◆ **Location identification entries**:
┏━━
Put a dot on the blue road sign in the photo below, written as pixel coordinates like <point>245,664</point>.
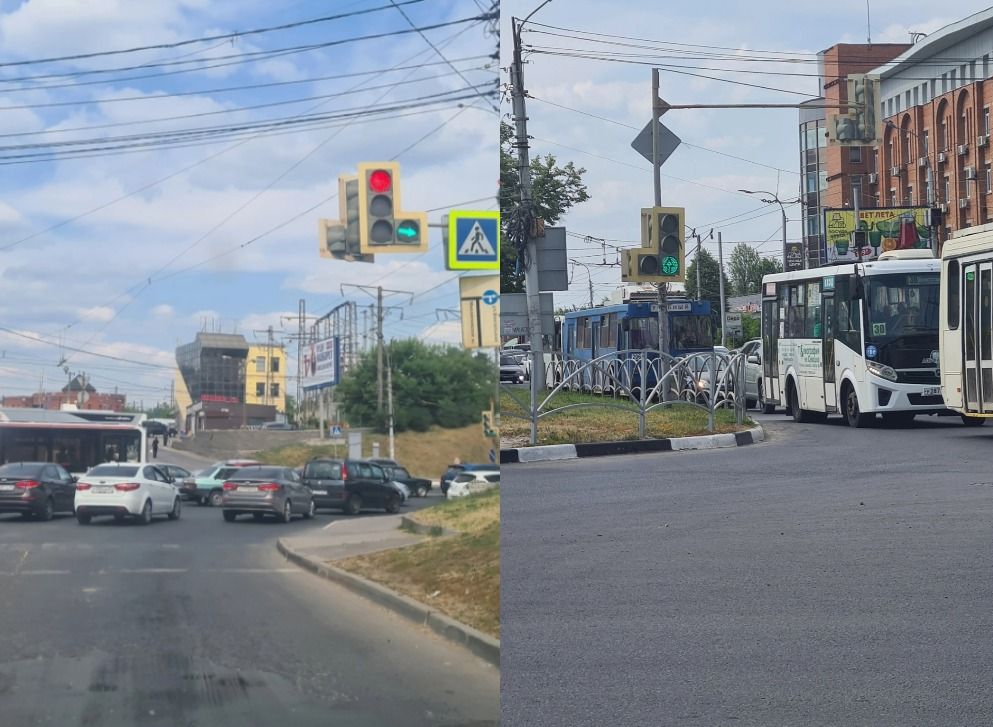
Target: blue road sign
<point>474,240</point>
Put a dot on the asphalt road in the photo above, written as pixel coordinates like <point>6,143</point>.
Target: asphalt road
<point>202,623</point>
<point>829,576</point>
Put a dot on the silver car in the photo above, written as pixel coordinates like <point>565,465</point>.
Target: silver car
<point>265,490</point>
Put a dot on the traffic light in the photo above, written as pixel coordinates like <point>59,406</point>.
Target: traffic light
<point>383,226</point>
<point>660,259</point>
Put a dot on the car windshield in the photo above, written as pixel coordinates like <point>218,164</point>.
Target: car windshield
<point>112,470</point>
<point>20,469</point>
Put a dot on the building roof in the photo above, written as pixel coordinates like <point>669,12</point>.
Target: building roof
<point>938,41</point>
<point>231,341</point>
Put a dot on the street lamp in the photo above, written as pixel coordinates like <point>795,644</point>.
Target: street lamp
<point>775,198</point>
┗━━
┏━━
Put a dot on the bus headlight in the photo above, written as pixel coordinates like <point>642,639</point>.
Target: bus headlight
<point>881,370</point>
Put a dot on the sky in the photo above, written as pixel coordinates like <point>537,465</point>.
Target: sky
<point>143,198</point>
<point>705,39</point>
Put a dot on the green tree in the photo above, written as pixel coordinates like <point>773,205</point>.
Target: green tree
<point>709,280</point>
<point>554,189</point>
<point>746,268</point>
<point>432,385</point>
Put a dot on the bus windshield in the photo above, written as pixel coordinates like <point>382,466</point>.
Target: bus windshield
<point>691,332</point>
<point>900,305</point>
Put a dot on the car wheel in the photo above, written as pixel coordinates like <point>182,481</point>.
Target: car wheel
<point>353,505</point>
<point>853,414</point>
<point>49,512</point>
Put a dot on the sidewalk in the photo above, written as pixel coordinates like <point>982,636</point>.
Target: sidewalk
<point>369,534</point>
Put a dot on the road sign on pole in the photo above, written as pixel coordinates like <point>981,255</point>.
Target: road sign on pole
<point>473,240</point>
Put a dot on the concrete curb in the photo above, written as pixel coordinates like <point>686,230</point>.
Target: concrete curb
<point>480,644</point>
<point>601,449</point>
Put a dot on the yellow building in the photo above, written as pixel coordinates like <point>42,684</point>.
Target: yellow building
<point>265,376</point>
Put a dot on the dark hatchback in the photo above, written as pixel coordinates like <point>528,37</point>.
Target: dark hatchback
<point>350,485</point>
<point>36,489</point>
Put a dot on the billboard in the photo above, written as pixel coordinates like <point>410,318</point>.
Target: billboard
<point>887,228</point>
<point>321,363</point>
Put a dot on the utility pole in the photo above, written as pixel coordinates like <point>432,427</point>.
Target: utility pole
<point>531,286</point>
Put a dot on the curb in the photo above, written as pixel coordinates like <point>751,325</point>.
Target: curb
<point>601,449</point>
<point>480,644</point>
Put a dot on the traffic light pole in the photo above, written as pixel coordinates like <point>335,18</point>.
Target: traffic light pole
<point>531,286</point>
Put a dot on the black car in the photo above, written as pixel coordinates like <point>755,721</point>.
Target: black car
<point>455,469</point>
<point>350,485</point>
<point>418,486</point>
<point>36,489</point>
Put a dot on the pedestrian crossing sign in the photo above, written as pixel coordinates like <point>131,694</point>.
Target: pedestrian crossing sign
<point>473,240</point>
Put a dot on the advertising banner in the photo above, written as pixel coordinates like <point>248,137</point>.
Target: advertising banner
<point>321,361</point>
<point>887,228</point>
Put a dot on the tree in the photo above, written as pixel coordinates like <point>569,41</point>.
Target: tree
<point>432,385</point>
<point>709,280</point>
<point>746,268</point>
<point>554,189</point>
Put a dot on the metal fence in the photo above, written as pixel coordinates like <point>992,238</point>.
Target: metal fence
┗━━
◆ **Set exercise**: Extract every row above that contains the string "roof". Treat the match as case-sensitive.

◆ **Worked solution**:
Put a dot on the building roof in the photo above, written as pixel coordinates like <point>669,12</point>.
Target: building roof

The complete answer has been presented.